Depends on what your brewing . Lager or an Ale. If your doing an Ale it's best to ferment at certain temp and hold that temp for roughly 5 days . Then you can let it come up to room temp (70f) for clean up
 
I don't think any beers would benefit from sitting in the fermenter for a month ( except specific styles that require a longer time - Brett, mixed, wild, sour, etc. ). The bulk of fermentation - where esters, phenols, off-flavours will be created - would be over in 3-7 days for any yeast. Some yeast require a diacetyl rest, so you will need to raise the temp. and hold for a few days, in order for the yeast to finish and possible clean after itself. Sulphur - some yeast produce it during fermentation - can also dissipate with time, so in the end it varies how long each beer needs to sit in the fermenter, but one month is too long. Raising the temp. after fermentation will not harm your beer.
 
Some yeast require a diacetyl rest, so you will need to raise the temp. and hold for a few days, in order for the yeast to finish and possible clean after itself.

As a rank newb, I'm wondering; do only some yeasts require the diacetyl rest? Has anyone put together a list of which ones do?
 
As a rank newb, I'm wondering; do only some yeasts require the diacetyl rest? Has anyone put together a list of which ones do?

I know White Labs and Wyeast both add notes to yeast descriptions when they need a good diacetyl rest but for most traditional strains of yeast a short rest is commonly used. Kveik strains as a whole do not usually produce any diacetyl or much else and don't usually need the same resting time.
 
If you are brewing a lager yes. For an ale no. I usually pitch between 67-69 degrees. I use US-05 95% of the time. During fermentation the temp usually shoots up to between 71-73. I keep my fermenter in the hall bathtub. ( the coolest room in the house) After fermentation i just let it sit. The temp usually drops to around 68-70. ( depending on ambient temp.) I've never had any problems with this method.
-------
> [Short problem A] Pick out each line in the entries that contains the string "tree" and copy those lines.
The fermentation discussion and the entries come from unrelated sources.

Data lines
-------
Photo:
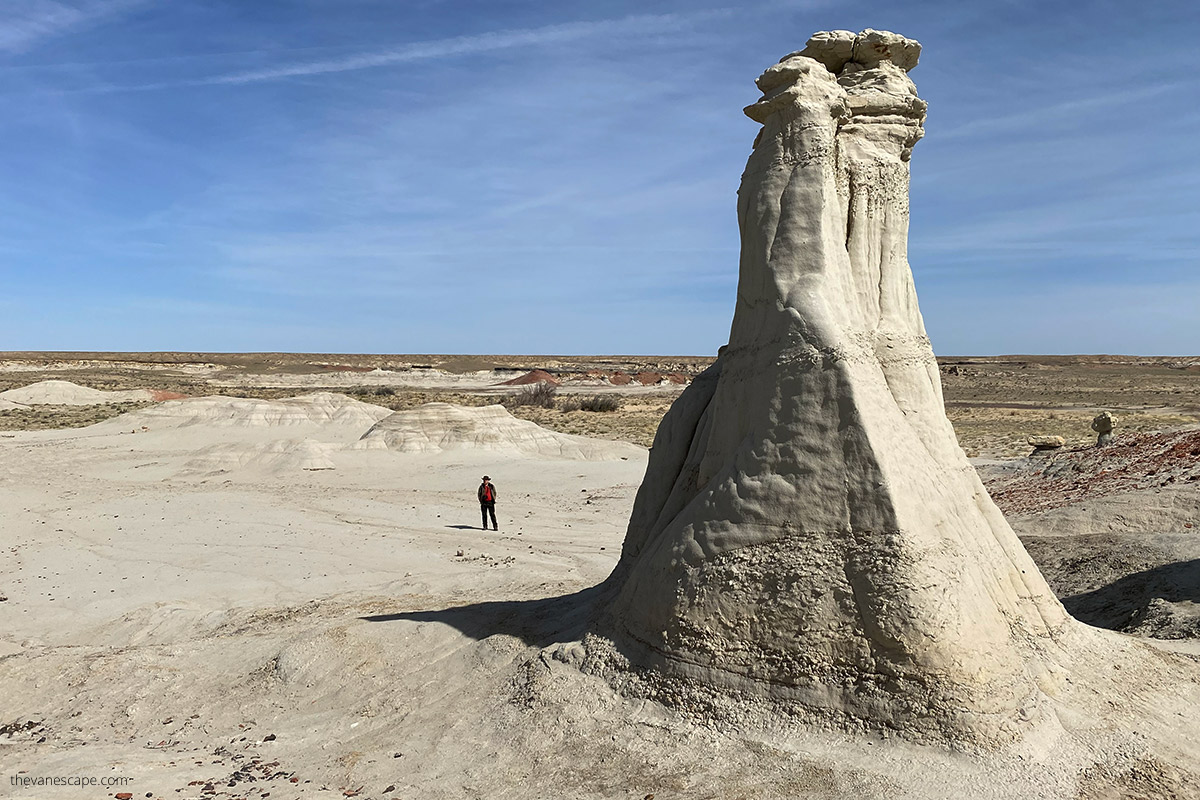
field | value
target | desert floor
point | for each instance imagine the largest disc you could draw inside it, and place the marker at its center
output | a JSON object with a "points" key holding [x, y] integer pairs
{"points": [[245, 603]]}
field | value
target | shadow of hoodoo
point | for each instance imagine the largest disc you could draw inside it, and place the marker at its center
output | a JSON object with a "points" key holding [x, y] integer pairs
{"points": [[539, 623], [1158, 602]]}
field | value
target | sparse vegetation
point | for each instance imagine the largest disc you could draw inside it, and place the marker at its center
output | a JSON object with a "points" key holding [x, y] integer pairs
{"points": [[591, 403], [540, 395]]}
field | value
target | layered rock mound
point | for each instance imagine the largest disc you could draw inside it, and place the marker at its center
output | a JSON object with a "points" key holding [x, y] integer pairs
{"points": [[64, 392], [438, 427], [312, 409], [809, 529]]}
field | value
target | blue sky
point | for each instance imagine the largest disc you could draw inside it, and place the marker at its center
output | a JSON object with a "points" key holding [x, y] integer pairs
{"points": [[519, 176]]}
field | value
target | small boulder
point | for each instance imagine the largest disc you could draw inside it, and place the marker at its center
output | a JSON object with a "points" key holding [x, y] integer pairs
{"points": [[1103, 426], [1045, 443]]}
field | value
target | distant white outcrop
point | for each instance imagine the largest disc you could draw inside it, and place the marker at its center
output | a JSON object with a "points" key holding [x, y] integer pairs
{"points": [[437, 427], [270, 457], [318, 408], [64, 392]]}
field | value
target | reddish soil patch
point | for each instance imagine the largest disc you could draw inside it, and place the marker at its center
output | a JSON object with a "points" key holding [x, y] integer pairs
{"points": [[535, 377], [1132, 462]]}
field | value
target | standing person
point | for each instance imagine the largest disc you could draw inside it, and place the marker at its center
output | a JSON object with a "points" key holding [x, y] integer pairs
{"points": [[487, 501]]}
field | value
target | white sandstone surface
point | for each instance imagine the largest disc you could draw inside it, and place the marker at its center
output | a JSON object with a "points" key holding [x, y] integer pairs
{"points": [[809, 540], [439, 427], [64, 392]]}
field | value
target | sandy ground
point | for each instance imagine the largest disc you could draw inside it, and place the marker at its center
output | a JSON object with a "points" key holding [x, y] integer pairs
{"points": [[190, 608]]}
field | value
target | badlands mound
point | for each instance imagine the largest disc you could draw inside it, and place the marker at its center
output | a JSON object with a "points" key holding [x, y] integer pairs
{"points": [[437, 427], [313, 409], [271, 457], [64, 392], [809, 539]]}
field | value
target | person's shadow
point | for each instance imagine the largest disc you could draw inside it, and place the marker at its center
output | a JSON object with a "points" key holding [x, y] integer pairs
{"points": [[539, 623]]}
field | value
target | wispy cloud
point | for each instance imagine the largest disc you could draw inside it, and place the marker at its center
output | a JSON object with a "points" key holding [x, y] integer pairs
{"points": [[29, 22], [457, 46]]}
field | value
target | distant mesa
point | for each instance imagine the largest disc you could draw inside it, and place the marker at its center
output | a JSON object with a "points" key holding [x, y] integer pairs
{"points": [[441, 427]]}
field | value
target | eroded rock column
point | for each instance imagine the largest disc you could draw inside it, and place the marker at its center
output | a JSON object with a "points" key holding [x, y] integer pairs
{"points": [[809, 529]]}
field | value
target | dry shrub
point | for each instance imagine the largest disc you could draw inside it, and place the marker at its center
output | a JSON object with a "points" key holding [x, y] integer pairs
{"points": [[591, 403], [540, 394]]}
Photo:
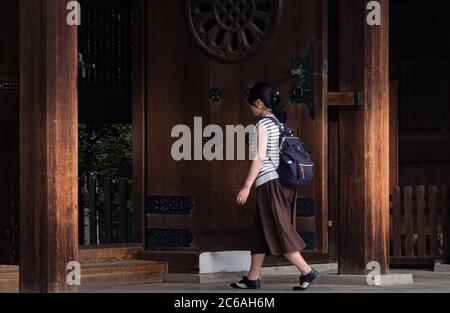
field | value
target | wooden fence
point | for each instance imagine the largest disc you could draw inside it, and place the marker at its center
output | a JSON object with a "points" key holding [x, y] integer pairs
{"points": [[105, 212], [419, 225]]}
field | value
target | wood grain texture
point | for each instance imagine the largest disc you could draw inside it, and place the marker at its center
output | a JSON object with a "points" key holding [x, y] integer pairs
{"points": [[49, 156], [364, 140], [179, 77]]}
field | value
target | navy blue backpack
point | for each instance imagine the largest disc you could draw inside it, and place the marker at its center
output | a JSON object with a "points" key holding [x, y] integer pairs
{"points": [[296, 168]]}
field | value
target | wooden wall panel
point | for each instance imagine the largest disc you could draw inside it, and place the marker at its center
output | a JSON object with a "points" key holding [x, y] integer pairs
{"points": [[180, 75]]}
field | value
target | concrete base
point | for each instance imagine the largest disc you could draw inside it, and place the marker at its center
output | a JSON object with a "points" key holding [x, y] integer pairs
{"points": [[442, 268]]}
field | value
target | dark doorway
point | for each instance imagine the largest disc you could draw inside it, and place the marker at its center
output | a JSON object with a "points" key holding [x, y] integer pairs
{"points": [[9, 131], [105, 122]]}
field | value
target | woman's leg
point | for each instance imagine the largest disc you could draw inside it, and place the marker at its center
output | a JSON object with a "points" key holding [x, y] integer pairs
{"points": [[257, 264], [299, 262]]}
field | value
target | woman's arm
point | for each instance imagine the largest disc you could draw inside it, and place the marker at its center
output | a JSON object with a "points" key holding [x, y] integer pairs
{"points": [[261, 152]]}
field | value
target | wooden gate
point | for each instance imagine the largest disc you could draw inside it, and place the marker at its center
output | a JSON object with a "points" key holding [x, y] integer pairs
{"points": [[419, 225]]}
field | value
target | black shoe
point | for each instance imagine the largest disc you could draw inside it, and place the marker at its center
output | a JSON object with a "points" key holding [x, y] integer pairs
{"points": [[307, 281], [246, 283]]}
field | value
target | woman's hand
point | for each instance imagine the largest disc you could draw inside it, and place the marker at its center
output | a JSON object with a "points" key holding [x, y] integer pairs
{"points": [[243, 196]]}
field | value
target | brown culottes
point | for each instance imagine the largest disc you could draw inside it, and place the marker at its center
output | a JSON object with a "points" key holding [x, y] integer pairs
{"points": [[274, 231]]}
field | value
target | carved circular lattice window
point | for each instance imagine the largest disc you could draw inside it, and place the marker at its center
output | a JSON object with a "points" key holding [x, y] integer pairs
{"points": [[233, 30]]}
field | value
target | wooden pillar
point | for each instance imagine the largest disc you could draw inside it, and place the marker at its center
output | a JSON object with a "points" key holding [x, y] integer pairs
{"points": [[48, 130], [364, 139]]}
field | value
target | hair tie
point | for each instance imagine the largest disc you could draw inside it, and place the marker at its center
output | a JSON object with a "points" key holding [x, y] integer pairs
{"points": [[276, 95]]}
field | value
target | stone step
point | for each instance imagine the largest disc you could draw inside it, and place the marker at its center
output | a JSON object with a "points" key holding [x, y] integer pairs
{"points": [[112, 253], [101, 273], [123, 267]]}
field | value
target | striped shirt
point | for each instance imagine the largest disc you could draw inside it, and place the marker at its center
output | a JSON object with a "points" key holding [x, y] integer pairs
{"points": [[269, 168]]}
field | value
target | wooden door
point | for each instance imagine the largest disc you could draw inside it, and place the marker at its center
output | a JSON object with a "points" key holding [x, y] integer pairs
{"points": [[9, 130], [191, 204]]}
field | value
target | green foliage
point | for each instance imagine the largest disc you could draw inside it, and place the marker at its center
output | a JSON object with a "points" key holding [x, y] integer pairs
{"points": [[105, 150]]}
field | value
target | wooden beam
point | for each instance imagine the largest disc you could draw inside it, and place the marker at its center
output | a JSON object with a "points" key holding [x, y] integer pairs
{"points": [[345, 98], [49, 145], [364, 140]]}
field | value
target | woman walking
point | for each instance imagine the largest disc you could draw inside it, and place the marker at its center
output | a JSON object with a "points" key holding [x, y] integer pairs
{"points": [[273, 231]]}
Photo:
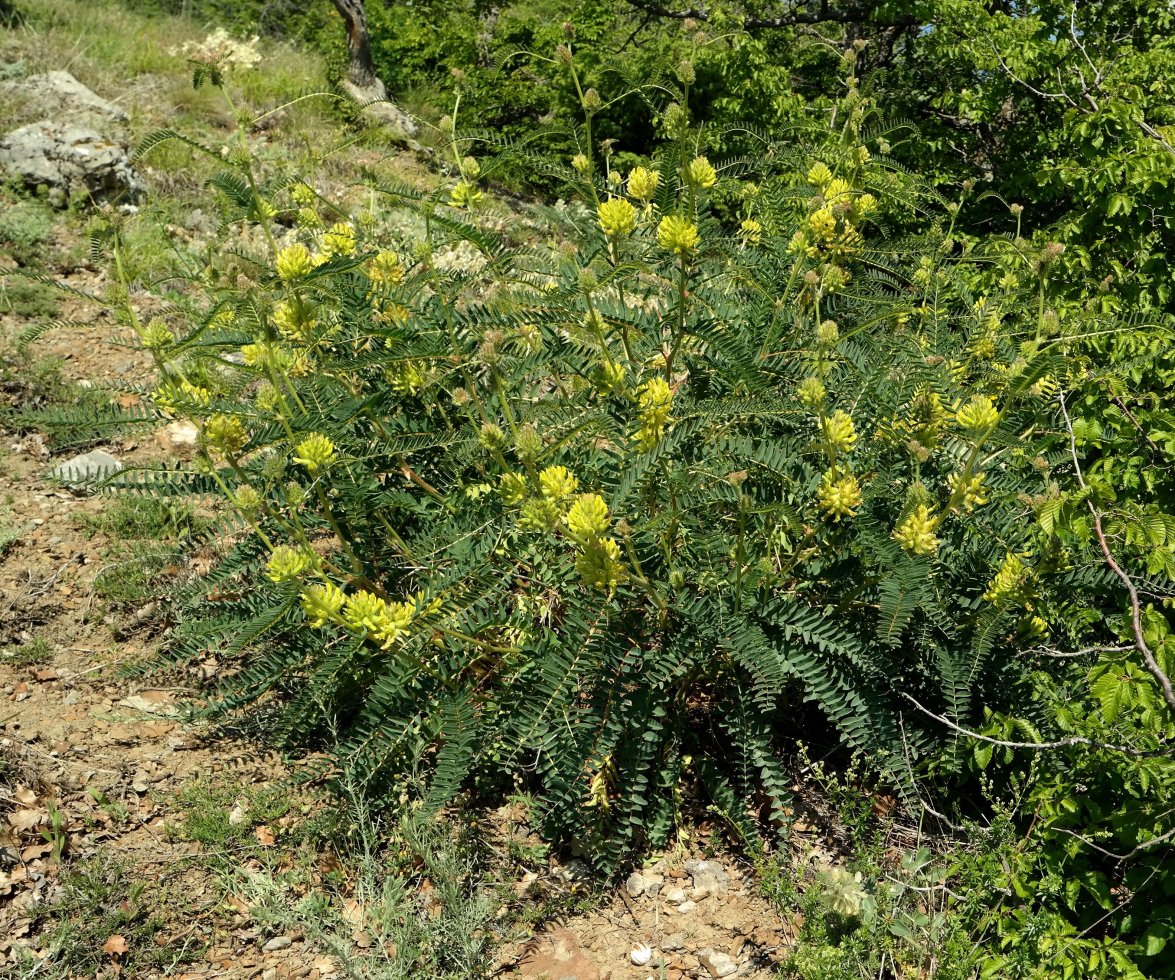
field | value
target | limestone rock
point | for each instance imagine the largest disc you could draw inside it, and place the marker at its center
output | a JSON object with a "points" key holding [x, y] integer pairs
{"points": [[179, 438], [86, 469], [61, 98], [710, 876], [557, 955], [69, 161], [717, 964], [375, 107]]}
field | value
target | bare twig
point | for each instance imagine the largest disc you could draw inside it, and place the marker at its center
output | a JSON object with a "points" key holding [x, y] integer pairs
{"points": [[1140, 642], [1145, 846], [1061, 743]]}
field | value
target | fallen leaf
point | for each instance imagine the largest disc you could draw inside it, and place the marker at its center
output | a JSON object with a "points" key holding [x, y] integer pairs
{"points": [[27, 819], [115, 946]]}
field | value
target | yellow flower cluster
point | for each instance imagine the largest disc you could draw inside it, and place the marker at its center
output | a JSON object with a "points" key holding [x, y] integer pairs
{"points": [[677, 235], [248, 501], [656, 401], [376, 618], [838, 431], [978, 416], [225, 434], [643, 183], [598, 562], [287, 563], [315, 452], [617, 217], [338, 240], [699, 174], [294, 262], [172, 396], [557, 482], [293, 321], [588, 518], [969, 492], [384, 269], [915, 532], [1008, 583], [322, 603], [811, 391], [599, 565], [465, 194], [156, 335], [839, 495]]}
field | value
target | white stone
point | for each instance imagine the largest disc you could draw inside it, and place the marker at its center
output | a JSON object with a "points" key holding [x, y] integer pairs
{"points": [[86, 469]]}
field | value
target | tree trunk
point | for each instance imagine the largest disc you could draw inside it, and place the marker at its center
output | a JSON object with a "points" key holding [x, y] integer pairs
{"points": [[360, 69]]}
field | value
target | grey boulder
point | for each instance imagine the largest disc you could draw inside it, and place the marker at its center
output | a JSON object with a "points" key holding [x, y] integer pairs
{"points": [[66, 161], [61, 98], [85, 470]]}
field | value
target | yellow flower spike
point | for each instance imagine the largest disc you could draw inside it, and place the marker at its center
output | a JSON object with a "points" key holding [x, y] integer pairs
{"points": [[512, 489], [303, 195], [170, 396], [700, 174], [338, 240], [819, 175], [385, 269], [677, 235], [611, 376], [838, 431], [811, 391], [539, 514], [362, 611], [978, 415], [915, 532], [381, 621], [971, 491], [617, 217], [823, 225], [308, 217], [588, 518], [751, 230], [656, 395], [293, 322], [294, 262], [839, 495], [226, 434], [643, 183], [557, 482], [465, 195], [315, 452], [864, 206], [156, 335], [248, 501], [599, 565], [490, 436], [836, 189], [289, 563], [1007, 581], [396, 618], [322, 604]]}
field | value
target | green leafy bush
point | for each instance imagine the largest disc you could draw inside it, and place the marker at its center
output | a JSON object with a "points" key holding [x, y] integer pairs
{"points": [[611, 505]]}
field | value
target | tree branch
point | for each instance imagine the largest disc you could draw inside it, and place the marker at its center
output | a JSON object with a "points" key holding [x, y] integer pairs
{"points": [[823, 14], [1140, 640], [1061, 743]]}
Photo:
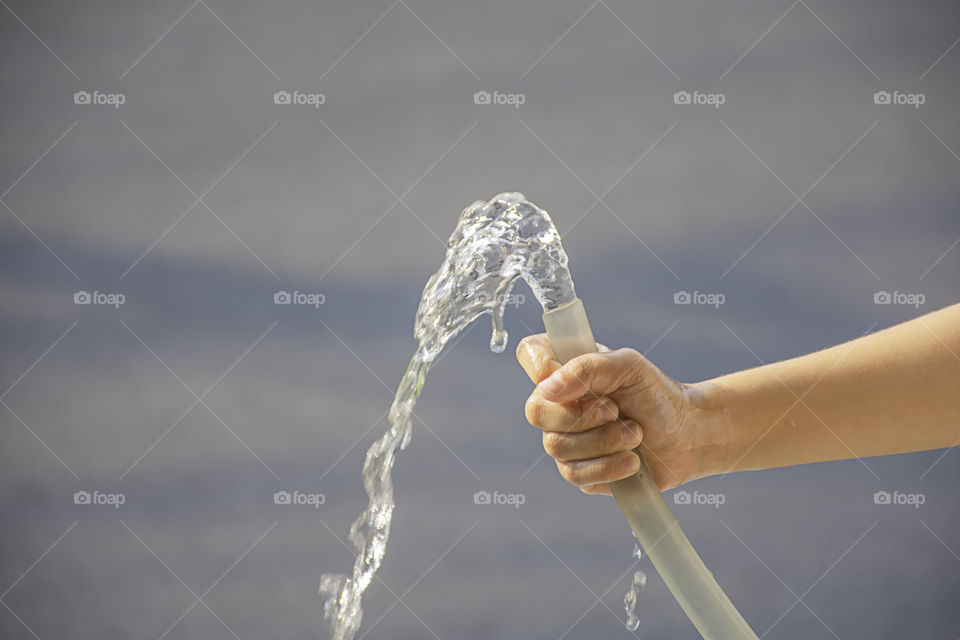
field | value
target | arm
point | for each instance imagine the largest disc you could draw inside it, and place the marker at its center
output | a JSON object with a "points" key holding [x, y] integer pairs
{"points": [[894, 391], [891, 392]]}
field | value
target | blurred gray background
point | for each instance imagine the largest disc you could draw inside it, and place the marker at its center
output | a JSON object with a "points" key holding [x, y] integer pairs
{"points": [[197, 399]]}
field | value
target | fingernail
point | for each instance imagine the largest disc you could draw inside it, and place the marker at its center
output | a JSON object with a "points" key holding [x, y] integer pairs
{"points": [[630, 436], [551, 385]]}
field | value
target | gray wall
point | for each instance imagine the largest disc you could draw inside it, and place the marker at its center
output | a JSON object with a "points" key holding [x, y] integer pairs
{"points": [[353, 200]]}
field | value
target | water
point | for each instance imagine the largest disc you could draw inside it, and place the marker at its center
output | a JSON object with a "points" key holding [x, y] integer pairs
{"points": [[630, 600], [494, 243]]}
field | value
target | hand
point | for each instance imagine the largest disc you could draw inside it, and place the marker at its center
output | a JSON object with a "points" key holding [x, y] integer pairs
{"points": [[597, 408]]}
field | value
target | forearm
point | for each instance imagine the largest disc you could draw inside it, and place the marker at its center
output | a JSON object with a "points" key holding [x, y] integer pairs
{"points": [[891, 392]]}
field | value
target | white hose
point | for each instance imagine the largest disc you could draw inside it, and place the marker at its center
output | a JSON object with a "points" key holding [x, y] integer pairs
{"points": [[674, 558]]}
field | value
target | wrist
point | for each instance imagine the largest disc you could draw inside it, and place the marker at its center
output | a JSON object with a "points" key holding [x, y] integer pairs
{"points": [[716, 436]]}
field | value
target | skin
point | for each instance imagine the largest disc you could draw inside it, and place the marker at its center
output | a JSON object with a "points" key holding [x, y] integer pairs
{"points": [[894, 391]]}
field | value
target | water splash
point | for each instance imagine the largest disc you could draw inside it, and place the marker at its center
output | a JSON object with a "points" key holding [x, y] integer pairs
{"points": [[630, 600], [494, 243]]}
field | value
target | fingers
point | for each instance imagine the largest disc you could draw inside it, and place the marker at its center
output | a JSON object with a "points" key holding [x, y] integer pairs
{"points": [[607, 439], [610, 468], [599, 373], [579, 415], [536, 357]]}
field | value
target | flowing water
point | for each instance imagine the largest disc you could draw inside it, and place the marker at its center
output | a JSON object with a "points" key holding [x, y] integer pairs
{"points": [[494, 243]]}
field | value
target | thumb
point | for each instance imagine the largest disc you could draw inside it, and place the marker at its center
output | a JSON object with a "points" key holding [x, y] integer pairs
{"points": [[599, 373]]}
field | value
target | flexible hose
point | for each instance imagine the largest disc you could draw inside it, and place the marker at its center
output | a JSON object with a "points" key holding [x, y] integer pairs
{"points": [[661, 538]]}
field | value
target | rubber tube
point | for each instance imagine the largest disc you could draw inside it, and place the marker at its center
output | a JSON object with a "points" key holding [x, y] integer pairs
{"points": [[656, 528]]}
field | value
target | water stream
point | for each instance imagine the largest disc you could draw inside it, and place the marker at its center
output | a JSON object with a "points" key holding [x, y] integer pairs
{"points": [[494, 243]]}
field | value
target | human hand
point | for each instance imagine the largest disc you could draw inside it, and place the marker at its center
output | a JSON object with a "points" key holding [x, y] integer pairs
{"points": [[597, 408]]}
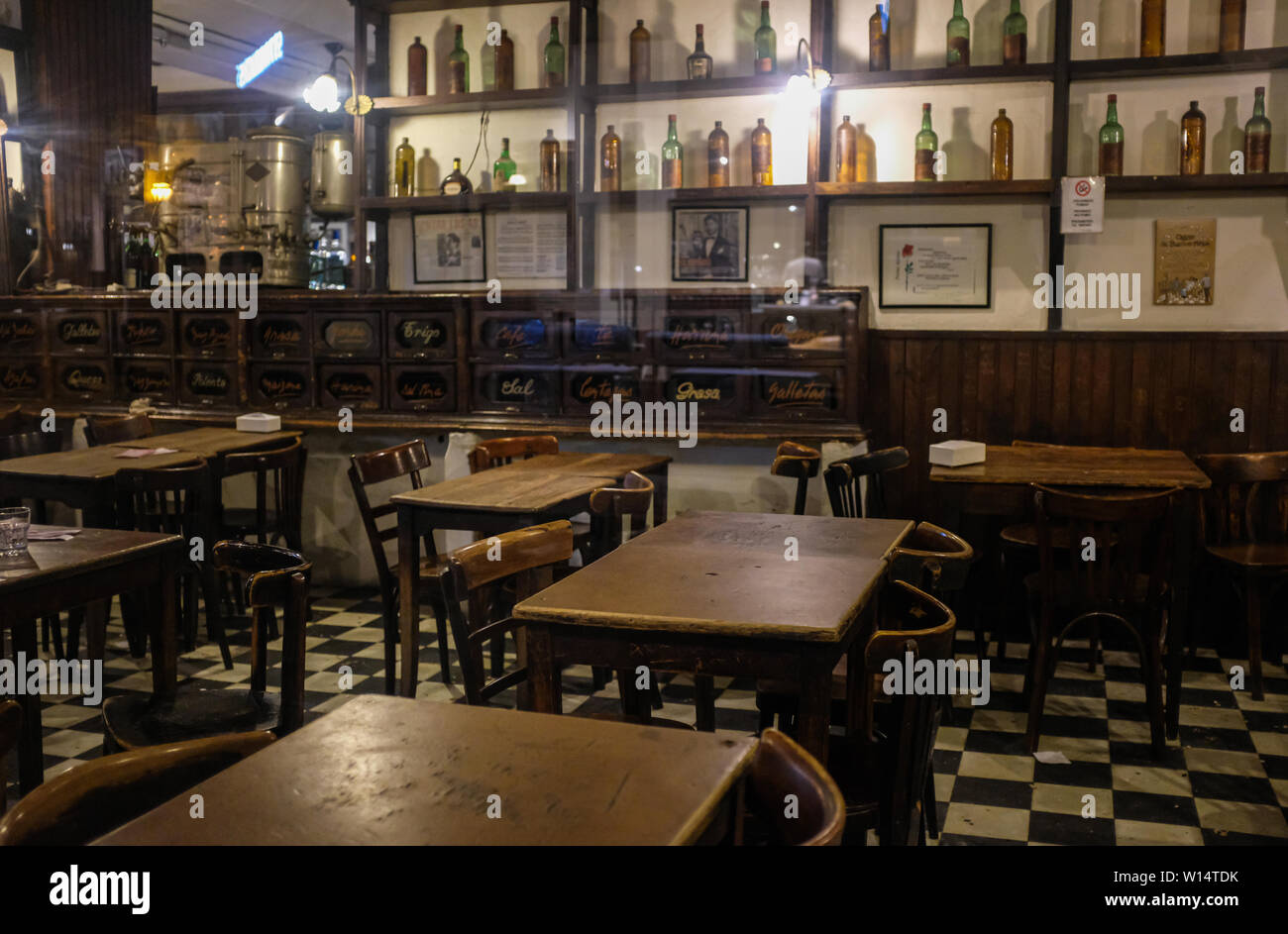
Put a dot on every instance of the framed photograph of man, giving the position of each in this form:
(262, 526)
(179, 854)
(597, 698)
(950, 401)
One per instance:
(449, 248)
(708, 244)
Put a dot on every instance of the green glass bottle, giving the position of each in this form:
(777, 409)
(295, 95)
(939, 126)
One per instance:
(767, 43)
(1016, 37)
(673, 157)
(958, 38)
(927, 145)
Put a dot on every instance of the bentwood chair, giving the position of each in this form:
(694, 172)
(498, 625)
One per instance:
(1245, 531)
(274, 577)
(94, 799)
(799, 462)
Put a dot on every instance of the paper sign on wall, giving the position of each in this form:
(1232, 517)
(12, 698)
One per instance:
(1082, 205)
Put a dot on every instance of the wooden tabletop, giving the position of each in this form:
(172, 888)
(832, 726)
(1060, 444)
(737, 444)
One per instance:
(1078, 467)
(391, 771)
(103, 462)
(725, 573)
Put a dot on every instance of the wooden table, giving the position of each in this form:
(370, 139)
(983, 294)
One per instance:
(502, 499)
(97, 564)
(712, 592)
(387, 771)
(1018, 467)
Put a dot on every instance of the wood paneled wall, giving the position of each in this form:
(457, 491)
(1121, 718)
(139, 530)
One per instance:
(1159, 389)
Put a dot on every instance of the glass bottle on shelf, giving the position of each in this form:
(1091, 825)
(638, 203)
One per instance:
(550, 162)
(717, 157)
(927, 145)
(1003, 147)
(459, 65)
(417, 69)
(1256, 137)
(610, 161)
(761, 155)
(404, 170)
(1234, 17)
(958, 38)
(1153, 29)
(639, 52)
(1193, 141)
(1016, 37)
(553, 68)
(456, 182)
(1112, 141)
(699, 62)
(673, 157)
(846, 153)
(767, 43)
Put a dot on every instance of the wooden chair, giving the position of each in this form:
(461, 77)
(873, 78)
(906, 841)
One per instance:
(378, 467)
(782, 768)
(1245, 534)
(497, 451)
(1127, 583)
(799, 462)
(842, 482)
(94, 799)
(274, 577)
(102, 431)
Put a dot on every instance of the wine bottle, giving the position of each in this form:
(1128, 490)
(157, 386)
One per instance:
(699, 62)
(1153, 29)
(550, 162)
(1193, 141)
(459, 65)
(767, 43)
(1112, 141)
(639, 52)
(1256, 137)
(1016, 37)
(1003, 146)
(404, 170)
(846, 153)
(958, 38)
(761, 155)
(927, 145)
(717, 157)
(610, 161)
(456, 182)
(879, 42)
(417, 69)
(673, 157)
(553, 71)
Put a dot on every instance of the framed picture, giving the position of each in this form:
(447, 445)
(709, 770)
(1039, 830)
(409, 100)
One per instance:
-------
> [Short problem B] Write what comes next in the homebrewing discussion about fermentation temperatures, continuing after its last post.

> [Task response A]
target | tree trunk
target | tree branch

> [Task response B]
 
I don't think any beers would benefit from sitting in the fermenter for a month ( except specific styles that require a longer time - Brett, mixed, wild, sour, etc. ). The bulk of fermentation - where esters, phenols, off-flavours will be created - would be over in 3-7 days for any yeast. Some yeast require a diacetyl rest, so you will need to raise the temp. and hold for a few days, in order for the yeast to finish and possible clean after itself. Sulphur - some yeast produce it during fermentation - can also dissipate with time, so in the end it varies how long each beer needs to sit in the fermenter, but one month is too long. Raising the temp. after fermentation will not harm your beer.

Most beers benefit from being in the fermenter for a month. Much more yeast and trub settle out and the beer starts to mature there. Keep the airlock filled and the fermenter closed. The only beers that do not benefit from the longer time are those that are intended to be drunk young and IPA's where they lose their aroma. Try a few, you'll see.
 
If you plan on keeping you beer in the primary for an extra month a constant temp is important. From my experience, it’s more about keeping oxygen out of the fermenter more than any thing. When the beer warms up and expands it pushes co2 our of your fermenter and when it chills and contracts is sucks air (with oxygen) back in. The the oxygen make your beer taste like a wet cardboard box.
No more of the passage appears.